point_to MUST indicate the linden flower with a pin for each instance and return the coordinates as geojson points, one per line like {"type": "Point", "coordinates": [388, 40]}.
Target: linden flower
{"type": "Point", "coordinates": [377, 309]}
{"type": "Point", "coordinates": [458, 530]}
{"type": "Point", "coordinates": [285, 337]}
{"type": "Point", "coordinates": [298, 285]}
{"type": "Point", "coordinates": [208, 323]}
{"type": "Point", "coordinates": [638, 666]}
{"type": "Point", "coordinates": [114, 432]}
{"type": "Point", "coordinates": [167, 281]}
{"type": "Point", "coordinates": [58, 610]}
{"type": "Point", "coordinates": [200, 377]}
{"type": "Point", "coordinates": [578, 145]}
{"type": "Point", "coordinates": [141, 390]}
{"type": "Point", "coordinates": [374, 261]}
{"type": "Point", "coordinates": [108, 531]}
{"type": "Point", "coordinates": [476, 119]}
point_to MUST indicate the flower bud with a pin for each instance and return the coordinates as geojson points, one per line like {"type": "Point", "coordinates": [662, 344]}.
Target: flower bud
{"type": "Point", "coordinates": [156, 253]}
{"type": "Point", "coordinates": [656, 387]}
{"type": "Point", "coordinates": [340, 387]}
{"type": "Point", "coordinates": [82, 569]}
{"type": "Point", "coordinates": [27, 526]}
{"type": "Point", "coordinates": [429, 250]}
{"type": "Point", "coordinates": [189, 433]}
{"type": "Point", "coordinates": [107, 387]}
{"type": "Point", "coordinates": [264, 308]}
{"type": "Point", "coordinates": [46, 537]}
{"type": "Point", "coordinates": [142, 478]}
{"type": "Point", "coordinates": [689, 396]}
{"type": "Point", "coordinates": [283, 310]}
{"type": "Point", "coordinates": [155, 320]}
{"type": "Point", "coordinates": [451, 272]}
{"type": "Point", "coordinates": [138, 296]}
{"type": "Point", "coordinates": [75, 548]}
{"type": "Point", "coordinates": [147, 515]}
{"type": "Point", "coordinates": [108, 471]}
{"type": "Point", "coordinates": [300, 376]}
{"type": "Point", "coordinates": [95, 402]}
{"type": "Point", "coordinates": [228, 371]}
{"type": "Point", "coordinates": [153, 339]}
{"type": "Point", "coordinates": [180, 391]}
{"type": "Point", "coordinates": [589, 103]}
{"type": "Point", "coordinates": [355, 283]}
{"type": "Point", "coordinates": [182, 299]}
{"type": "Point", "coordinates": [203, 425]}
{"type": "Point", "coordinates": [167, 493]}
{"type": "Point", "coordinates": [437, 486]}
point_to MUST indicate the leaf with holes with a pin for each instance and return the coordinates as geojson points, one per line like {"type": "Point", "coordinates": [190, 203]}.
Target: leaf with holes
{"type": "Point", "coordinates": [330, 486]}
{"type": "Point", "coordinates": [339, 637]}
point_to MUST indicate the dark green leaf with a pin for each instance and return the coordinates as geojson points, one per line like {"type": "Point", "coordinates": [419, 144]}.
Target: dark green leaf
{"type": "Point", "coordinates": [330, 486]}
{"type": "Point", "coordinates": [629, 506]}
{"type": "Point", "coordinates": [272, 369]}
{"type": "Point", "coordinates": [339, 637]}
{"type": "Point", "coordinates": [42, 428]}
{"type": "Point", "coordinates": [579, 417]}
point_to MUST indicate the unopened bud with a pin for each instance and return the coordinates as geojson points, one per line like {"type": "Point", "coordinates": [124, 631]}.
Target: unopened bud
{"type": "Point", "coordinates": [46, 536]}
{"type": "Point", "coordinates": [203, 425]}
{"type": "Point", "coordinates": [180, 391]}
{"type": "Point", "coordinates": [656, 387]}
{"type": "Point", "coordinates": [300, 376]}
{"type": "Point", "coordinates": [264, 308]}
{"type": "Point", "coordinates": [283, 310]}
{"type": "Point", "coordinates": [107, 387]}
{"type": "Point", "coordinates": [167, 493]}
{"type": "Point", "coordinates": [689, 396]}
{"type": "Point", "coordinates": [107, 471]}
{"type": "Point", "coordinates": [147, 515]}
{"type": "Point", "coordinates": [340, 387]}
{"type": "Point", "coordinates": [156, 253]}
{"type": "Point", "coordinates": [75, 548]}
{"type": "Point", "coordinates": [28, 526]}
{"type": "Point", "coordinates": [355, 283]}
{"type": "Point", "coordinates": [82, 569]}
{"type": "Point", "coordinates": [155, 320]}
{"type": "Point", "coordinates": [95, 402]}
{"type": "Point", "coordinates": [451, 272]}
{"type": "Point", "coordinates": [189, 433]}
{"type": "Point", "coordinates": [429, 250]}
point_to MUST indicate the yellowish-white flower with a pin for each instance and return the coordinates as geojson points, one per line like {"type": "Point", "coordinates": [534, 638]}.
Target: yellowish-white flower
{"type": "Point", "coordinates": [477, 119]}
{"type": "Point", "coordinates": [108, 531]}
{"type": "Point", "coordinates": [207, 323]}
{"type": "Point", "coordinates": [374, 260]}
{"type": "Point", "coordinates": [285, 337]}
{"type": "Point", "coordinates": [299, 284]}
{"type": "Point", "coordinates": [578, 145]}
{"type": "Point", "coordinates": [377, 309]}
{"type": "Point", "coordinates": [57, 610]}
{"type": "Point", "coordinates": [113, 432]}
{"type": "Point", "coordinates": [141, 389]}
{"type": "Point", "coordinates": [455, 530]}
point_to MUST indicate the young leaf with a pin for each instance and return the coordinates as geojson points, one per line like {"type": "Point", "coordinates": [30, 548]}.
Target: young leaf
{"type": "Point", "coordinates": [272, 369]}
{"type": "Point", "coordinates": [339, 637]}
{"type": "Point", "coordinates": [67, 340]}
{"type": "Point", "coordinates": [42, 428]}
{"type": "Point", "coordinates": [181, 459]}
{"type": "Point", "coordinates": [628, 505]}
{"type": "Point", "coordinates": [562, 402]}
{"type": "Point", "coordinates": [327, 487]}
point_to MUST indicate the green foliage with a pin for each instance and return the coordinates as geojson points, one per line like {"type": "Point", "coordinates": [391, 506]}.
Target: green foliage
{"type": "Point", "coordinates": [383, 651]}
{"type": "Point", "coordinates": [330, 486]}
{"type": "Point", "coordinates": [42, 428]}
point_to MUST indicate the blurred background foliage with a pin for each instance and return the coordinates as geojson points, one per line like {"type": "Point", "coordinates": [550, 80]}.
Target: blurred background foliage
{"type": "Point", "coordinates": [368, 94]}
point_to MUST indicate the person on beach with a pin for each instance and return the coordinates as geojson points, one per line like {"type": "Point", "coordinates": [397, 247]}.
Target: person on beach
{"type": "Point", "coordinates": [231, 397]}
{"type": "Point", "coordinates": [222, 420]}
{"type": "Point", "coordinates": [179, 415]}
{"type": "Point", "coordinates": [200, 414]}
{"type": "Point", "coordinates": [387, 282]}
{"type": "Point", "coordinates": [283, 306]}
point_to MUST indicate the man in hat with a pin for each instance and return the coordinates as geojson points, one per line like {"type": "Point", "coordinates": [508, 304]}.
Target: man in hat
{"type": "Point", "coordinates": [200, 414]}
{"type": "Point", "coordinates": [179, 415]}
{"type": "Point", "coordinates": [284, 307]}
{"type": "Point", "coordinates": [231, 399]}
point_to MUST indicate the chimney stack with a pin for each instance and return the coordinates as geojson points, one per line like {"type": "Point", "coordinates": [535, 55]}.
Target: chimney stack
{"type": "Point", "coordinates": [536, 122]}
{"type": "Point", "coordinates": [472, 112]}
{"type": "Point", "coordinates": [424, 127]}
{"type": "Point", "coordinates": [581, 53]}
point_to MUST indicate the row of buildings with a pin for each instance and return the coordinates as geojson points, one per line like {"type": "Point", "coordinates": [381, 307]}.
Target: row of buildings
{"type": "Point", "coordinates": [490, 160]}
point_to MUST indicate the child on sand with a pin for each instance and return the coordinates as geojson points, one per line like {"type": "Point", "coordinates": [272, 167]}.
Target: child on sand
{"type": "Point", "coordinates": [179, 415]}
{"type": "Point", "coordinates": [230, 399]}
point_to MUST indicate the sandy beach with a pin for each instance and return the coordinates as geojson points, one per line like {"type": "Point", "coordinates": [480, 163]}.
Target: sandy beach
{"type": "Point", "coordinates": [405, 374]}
------
WHAT THIS TASK INVOLVES ::
Once the line with "Target: man in hat" is found in the records above, print exactly that line and every line after it through the line with "point_to MUST indicate the chimney".

REPLY ::
Target: man in hat
{"type": "Point", "coordinates": [200, 414]}
{"type": "Point", "coordinates": [179, 415]}
{"type": "Point", "coordinates": [284, 307]}
{"type": "Point", "coordinates": [231, 399]}
point_to MUST indicate the chimney stack with a pin for each instance and return the coordinates as geojson points, one per line like {"type": "Point", "coordinates": [535, 55]}.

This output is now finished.